Objetivo do exercício — Reproduza fielmente, no texto sobre o combate à corrupção, o trecho que vai de "São quantas ações" até "é muito grande.".

Texto de leitura —
É difícil dizer. Nós temos cerca de 40 mil ações tramitando no Brasil, envolvendo atos de improbidade administrativa, corrupção, envolvendo prefeitos, vereadores, deputados. Em termos numéricos essas ações atingem mais os municípios, vereadores e prefeitos.
São quantas ações em Minas?
Não tenho essa estatística, mas Minas Gerais possui 853 municípios, milhares de vereadores, tem danos a secretarias de Estado, então nosso trabalho é muito grande.
O senhor estava falando em cortes no orçamento, houve corte no orçamento do Ministério Público?
Nós estamos tendo cortes sistemáticos. Em primeiro lugar, aqueles decorrentes da lei Complementar 156. O Estado de Minas Gerais tem aderido a projetos de renegociação da dívida com a União e nessas negociações ele tem que cumprir algumas metas. O Ministério Público vem cumprindo metas e contingenciando desde 2017. No ano passado contingenciamos cerca de R$ 45 milhões e nesse ano poderemos chegar a R$ 50 milhões de contingenciamento. Um dinheiro que não será gasto, que será economizado em decorrência dessa lei.
O combate à corrupção parece ser a grande preocupação nacional. Aumentamos a corrupção ou estamos apurando mais?
Acredito que estamos apurando mais. A corrupção sempre existiu, não é obra do presente, é algo que está arraigado, é um cancro, uma chaga cancerosa que se abate sobre nosso país. Aliás, esse é um fenômeno mundial, universal. Só que você tem países como a Finlândia, que detém o menor índice de corrupção do planeta e países como o Brasil e tantos outros onde a educação ainda não está bem apurada nesse aspecto.
Tanta burocracia postergando apurações e punições. Não era hora de rever isso?
A legislação é bastante generosa com os órgãos reguladores, com o Ministério Público, as polícias, as controladorias gerais do estado, da União. O problema não está na legislação, está na apuração, que é difícil mesmo. Ninguém pratica corrupção à luz do dia. As provas, muitas vezes, são indiciárias, e dependem muito da tecnologia da informação. Aqui no Ministério Público, estamos investindo muito em tecnologia da informação, em novas ferramentas para apuração de danos. O Ministério Público de Minas já foi catalogado pelo Conselho Nacional do Ministério Público como o último do país em investimentos em tecnologia da informação. Hoje, após três anos, com os investimentos que estamos fazendo, nós já estamos em um patamar bem elevado e criamos ferramentas digitais para combater a corrupção e, com isso, vamos avançar.
Mas os senhores acompanham o nível de tecnologia dos corruptos?

Informações registradas —
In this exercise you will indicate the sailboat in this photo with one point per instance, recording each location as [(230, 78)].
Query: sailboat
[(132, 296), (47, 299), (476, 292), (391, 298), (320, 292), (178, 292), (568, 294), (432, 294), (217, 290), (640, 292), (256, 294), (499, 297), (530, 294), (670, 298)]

Resultado da tarefa —
São quantas ações em Minas?
Não tenho essa estatística, mas Minas Gerais possui 853 municípios, milhares de vereadores, tem danos a secretarias de Estado, então nosso trabalho é muito grande.